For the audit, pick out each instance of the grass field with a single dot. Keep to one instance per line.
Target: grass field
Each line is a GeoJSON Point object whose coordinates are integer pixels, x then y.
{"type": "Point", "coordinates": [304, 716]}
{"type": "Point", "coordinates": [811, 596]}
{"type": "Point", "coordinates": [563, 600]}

■ Prompt
Retype every line above verbatim, without changing a single character.

■ Exercise solution
For the audit, pick out each instance of the grass field with a single dot. Keep to one instance per line.
Target: grass field
Each line is a GeoJSON Point object whose coordinates are integer pixels, x then y.
{"type": "Point", "coordinates": [304, 716]}
{"type": "Point", "coordinates": [811, 596]}
{"type": "Point", "coordinates": [563, 600]}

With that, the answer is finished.